Second Amended and Restated Credit Agreement
“ Indebtedness ”
means, as applied to any Person, without duplication, (a) all
obligations of such Person for borrowed money, (b) that
portion of obligations of such Person with respect to Capital
Leases that is properly classified as a liability on a balance
sheet in conformity with GAAP, (c) notes payable and drafts
accepted representing extensions of credit to such Person whether
or not representing obligations for borrowed money (other than
current accounts payable incurred in the ordinary course of
business and accrued expenses incurred in the ordinary course of
business), (d) any obligation owed by such Person for all or
any part of the deferred purchase price of property or services
(excluding any such obligations incurred under ERISA and current
trade payables incurred in the ordinary course of business),
(e) all obligations of such Person evidenced by notes, bonds
(other than performance bonds), debentures or other similar
instruments, (f) all indebtedness of such Person created or
arising under any conditional sale or other title retention
agreement with respect to any property or assets acquired by such
Person (even though the rights and remedies of the seller or the
lender under such agreement in the event of default are limited to
repossession or sale of such property or assets), (g) all
reimbursement obligations of such Person, contingent or otherwise,
as an account party under any letter of credit or under acceptance,
letter of credit or similar facilities to the extent not reflected
as trade liabilities on the balance sheet of such Person in
accordance with GAAP, (h) all obligations of such Person,
contingent or otherwise, to purchase, redeem, retire or otherwise
acquire for value any Capital Stock prior to the Term Loan Maturity
Date, (i) all obligations of such Person under Rate Protection
Agreements and other Hedge Agreements, including, as of any date of
determination, the net amounts, if any, that would be required to
be paid by such Person if such Hedge Agreements were terminated on
such date, (j) all Contingent Obligations of such Person in
respect of obligations of the kind referred to in clauses
(a) through (i) above or in respect of the payment of
dividends on the Capital Stock of any other Person, and
(k) all indebtedness secured by any Lien on any property or
asset owned or held by such Person regardless of whether the
indebtedness secured thereby shall have been assumed by such Person
or is nonrecourse to the credit of such Person; provided, however,
that the obligation of such Person to pay current year insurance
premiums in an amount not to exceed $3,500,000 shall be excluded
from Indebtedness.
++++++++
PROBLEMS
1. Under the credit agreement's definition of Indebtedness, up to what amount of current year insurance premiums is excluded?
2. Continue the credit agreement from the point where it stops.
The records are separate material with no connection to the credit agreement.

MATERIAL SUPPLIED
++++++++
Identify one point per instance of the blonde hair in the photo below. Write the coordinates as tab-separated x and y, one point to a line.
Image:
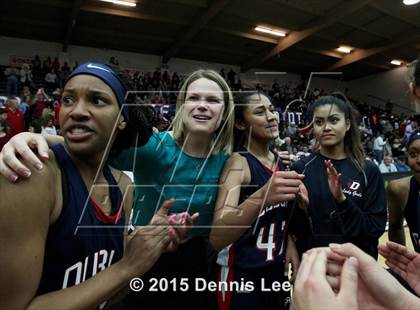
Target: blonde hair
224	134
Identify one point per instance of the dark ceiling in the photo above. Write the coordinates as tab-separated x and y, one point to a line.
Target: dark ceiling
223	31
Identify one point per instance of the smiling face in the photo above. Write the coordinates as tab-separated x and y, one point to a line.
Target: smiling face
330	125
88	114
203	108
260	118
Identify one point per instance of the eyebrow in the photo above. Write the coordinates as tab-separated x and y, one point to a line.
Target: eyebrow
89	91
329	116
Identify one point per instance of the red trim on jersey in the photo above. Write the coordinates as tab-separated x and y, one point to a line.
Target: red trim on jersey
107	219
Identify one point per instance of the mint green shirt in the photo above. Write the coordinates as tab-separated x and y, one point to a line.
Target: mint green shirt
162	171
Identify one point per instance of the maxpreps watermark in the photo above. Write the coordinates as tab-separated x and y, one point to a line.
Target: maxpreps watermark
202	285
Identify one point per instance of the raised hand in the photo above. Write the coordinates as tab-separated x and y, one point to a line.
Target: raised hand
404	262
334	182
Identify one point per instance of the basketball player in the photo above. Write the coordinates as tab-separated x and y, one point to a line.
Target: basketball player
249	225
346	192
63	244
403	194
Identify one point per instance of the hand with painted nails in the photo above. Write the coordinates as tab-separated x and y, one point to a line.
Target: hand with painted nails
302	197
25	145
334	182
377	288
282	186
404	262
181	223
147	243
313	291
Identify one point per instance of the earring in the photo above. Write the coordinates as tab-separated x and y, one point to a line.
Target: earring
122	125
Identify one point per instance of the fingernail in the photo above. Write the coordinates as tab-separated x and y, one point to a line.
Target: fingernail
335	246
172	232
353	261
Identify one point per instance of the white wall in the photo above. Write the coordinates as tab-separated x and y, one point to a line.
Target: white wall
390	85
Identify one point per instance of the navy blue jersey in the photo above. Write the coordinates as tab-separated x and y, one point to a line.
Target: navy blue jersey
412	213
78	244
360	219
264	243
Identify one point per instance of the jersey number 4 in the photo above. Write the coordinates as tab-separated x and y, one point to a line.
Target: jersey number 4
266	241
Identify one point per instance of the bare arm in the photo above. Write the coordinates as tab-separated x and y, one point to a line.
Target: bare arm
396	212
24	222
232	220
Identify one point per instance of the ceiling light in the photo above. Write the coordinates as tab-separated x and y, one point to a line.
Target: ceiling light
121	2
345	49
410	2
397	62
270	31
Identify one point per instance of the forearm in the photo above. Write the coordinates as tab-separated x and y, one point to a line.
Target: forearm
234	221
87	295
396	234
53	139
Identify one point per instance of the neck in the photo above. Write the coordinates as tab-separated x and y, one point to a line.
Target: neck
89	167
334	152
196	144
259	148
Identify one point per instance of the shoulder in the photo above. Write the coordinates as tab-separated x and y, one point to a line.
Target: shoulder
399	186
237	163
300	165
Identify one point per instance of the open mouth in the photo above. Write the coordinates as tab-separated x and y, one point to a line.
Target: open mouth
201	117
78	133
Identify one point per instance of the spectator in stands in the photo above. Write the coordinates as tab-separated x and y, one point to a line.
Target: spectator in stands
387	166
56	64
231	77
51	79
37	67
378	147
40	103
25	75
288	145
48	126
12	79
35	127
15	118
47	65
401	165
5	134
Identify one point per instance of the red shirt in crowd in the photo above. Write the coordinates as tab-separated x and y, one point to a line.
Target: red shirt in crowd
16	121
39	106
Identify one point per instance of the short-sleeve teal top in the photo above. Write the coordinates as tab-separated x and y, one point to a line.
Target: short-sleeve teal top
163	171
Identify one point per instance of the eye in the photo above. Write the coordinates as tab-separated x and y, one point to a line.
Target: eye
98	100
68	100
318	122
193	98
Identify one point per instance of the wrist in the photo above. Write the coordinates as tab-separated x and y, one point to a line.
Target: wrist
341	198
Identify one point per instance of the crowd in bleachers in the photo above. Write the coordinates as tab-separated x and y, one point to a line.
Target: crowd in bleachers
31	102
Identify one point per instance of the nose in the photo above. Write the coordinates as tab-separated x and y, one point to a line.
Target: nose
80	110
271	116
202	104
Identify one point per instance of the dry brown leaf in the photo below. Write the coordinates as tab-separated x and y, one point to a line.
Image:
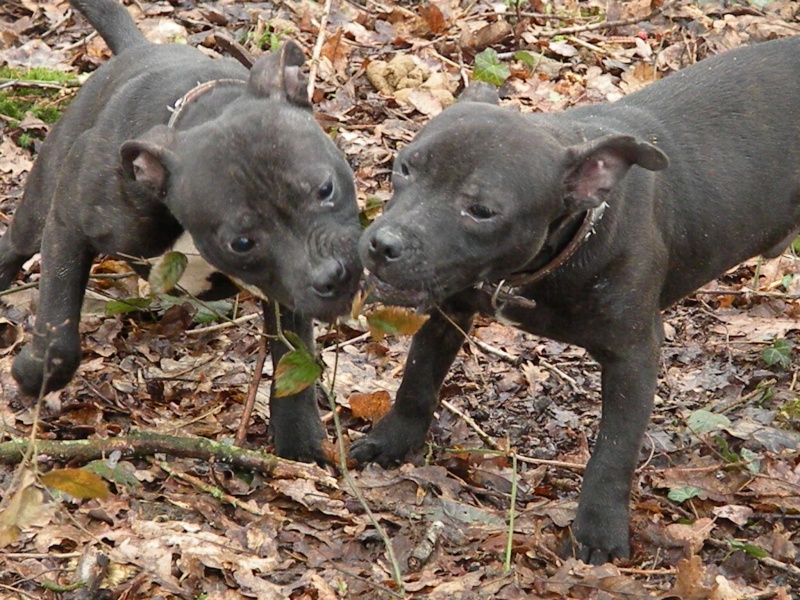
++++++++
RESULTS
1. $3,500,000

2.
“ Indemnified Taxes ”
means Taxes other than Excluded Taxes.
“ Indemnitee ” has the
meaning assigned to that term in subsection 9.2B.
“ Insurance Proceeds ”
has the meaning assigned to that term in subsection
2.4B(iii)(d).
“ Intellectual Property
” has the meaning assigned to that term in subsection
4.5C.
“ Intercreditor Agreement
” means that certain subordination and intercreditor
agreement, dated as of January 29, 2007, among General
Electric Capital Corporation, as administrative agent under the
Revolving Credit Documents, the Administrative Agent, Cocina, KKR
Financial CLO 2005-2, Ltd., Canpartners, Holdings, the Company and
the other Revolver Borrowers.
“ Interest Payment Date
” means the last Business Day of each of March, June,
September and December of each year.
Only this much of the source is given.